§ Task brief
Reproduce verbatim everything in the records from the line containing "Return the outline of every instance of the fieldfare" down to the end of the records.

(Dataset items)
------------------------
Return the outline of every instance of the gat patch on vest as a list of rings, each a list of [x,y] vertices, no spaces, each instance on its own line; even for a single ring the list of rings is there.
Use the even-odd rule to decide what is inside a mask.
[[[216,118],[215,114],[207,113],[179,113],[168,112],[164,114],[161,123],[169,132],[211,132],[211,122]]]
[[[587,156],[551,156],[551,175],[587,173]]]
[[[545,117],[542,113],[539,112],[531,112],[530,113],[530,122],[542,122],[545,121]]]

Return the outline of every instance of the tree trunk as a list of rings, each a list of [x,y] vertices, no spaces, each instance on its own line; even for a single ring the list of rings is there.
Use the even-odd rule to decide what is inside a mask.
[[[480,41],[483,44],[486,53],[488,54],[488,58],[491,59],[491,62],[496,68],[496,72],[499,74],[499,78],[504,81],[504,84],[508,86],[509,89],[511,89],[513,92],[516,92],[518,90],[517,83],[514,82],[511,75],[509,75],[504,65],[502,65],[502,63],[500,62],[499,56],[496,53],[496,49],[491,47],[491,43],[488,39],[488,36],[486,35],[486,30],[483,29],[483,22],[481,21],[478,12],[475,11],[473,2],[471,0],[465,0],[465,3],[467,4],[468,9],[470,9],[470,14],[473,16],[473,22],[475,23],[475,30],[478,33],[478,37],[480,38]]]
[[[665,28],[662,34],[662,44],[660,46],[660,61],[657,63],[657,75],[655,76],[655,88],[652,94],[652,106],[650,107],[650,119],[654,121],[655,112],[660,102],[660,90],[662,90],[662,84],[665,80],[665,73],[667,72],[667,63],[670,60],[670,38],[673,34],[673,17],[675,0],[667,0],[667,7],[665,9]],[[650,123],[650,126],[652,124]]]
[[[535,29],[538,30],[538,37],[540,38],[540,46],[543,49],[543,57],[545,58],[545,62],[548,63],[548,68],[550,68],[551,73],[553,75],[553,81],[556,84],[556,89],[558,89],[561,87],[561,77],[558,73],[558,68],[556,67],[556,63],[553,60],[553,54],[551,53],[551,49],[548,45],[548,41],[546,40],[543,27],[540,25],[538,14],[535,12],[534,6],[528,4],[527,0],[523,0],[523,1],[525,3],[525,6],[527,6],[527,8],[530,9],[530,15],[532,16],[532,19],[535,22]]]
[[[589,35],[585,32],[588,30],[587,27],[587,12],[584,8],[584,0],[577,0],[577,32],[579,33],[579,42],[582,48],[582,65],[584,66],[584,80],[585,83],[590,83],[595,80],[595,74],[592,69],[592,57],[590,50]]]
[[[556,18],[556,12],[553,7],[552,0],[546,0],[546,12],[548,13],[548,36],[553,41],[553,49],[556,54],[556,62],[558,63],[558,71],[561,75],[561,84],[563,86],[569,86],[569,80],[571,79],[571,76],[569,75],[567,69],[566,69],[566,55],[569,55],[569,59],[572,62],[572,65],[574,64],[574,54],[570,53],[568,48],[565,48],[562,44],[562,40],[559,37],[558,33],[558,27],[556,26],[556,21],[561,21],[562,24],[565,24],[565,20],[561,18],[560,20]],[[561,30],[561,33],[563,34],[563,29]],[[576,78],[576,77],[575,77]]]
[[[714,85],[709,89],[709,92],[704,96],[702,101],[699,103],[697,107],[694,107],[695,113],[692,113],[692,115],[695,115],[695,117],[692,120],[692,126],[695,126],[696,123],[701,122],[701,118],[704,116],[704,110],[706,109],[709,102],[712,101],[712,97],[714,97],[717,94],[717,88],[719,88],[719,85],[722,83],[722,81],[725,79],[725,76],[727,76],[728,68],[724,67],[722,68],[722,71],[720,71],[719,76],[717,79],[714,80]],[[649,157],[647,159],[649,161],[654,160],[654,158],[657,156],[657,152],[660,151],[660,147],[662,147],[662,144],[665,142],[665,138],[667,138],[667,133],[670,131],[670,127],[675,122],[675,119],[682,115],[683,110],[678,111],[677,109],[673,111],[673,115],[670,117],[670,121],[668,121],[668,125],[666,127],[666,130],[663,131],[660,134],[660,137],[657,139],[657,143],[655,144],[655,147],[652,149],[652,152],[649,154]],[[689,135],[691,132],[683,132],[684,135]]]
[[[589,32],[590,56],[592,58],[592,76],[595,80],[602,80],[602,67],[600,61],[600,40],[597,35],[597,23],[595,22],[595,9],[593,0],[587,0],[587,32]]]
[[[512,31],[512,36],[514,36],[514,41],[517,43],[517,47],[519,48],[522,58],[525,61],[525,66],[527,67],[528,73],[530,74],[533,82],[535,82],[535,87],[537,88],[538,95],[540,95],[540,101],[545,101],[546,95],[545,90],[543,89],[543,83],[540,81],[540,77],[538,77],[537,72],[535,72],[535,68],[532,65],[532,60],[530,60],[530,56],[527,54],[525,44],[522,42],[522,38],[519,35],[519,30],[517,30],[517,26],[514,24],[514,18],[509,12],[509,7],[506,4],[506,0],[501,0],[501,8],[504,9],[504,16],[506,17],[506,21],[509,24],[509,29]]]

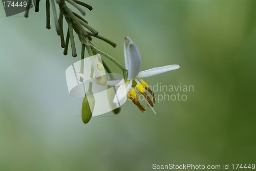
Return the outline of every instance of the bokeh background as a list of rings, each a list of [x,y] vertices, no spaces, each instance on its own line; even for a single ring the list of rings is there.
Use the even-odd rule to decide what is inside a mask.
[[[142,70],[181,66],[147,82],[193,85],[194,92],[181,92],[186,101],[156,104],[156,115],[150,109],[142,114],[128,101],[118,115],[84,124],[82,99],[69,95],[65,77],[66,68],[79,60],[79,41],[78,57],[62,54],[52,18],[52,29],[46,29],[44,2],[28,18],[24,13],[6,17],[1,4],[1,170],[256,162],[255,1],[87,2],[94,9],[86,19],[118,44],[113,48],[94,39],[98,49],[124,64],[129,36],[140,50]]]

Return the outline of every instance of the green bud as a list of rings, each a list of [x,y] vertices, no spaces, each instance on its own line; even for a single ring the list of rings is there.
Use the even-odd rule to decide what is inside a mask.
[[[87,123],[92,117],[92,111],[94,108],[95,100],[92,93],[88,91],[83,98],[82,104],[82,120],[83,123]],[[91,109],[90,106],[92,107]]]
[[[119,113],[120,111],[121,111],[121,106],[117,108],[117,109],[115,109],[112,111],[115,115],[117,115]]]

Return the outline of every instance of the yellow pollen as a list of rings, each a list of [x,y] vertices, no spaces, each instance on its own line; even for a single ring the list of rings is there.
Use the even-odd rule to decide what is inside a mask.
[[[134,89],[131,89],[128,93],[127,93],[127,96],[131,99],[135,99],[137,97],[136,92]]]
[[[145,87],[148,87],[148,85],[144,81],[141,81],[141,84]]]
[[[145,88],[141,83],[139,83],[136,85],[136,89],[139,91],[140,93],[143,93],[145,92]]]

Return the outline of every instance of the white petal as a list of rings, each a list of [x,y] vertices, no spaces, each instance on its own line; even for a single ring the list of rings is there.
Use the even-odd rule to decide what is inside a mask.
[[[140,55],[133,41],[128,37],[124,38],[124,60],[128,70],[128,80],[135,78],[140,71]]]
[[[138,77],[144,78],[150,77],[151,76],[159,74],[165,72],[177,70],[179,68],[180,68],[180,66],[178,65],[171,65],[162,67],[154,68],[140,72],[139,74],[138,74]]]
[[[106,81],[106,86],[121,86],[122,84],[122,79],[116,80],[109,80]]]
[[[118,104],[118,101],[122,101],[126,98],[127,93],[132,88],[132,81],[125,82],[125,84],[122,84],[116,91],[115,98],[113,102],[116,104]]]

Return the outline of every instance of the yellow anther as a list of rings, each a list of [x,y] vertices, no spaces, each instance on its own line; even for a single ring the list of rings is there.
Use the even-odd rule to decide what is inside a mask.
[[[144,81],[141,81],[141,84],[145,87],[148,87],[148,85]]]
[[[141,83],[139,83],[138,84],[137,84],[136,87],[137,90],[140,91],[140,93],[144,93],[145,92],[145,88],[144,88],[144,86],[142,86],[142,84]]]
[[[127,93],[127,96],[131,99],[135,99],[137,98],[136,92],[134,89],[132,88],[128,93]]]
[[[101,63],[97,63],[97,67],[100,71],[102,71],[104,67],[103,66],[101,65]]]

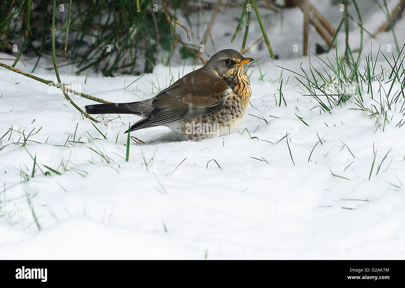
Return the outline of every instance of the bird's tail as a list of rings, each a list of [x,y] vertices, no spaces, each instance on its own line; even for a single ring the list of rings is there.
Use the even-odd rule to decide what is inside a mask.
[[[134,114],[144,117],[153,109],[153,98],[129,103],[108,103],[85,106],[89,114]]]
[[[128,104],[133,104],[135,103],[97,104],[87,105],[84,107],[86,113],[89,114],[135,114],[135,112],[128,106]]]

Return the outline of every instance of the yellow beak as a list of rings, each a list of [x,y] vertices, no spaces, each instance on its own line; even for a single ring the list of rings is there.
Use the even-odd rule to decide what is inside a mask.
[[[239,65],[243,65],[246,64],[246,63],[249,63],[249,62],[251,62],[254,60],[253,58],[243,58],[241,61],[239,62],[238,64]]]

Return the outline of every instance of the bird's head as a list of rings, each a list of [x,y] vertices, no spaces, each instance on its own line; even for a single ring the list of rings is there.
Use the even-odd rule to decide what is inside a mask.
[[[215,77],[233,81],[239,73],[245,73],[244,65],[253,60],[252,58],[243,57],[236,50],[227,49],[212,55],[203,69]]]

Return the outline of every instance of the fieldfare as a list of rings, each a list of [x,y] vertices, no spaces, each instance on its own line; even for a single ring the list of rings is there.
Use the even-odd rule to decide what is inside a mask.
[[[89,105],[86,112],[138,115],[143,119],[130,131],[162,125],[175,131],[180,140],[229,134],[246,113],[252,90],[244,65],[253,61],[235,50],[222,50],[150,99]]]

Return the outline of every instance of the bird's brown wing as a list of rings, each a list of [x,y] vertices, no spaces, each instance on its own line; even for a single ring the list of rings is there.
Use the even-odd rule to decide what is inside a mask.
------------------------
§ Solution
Return the outline of every instance of the fieldfare as a list of rings, each a list of [x,y] vertices, no spaces, each instance on its own line; even for a single ring the list of rings is there.
Use the even-odd rule to decide what is inside a mask.
[[[89,105],[86,112],[138,115],[143,119],[130,131],[162,125],[175,131],[180,140],[229,134],[246,113],[252,90],[244,65],[253,61],[235,50],[222,50],[150,99]]]

Return the outline of every instance of the bird's brown wing as a list of rings, each a list of [x,y] vertices, no spaces, each instance on its own line; even for a single ring the list of rings is there.
Use the even-odd rule to decide what is inside a mask.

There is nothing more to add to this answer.